DATA SHOWN:
##########

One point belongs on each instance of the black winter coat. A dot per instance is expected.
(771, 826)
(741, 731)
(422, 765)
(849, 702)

##########

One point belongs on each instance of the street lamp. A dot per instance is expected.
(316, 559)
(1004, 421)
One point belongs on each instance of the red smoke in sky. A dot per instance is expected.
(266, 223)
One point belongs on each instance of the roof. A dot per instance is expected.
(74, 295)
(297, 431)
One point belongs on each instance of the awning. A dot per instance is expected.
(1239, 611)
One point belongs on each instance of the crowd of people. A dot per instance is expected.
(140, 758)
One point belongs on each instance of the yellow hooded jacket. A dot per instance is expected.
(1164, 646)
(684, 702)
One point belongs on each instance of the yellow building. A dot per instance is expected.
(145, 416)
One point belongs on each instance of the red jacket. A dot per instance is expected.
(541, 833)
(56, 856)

##########

PROBLEM REQUIREMENTS: Return every line from the records above that contains the string "point". Case counts.

EXERCISE ANSWER:
One point belongs on each instance of the black winter coat. A dot per instance is expected.
One point belongs on each instance of the street lamp. A dot per instance is expected.
One point belongs on each instance of the red smoke in sky. A dot per instance is expected.
One point belongs on each instance of the roof. A dot per instance is expected.
One point belongs on each instance of the awning. A dot per instance is expected.
One point belongs on each instance of the crowd of people. A dot per instance is expected.
One point belongs on each instance of the yellow hooded jacket. A dot per instance is expected.
One point belongs on each instance of the yellow building. A dot per instance is expected.
One point belongs on each instance of the red jacket. A dot per instance is expected.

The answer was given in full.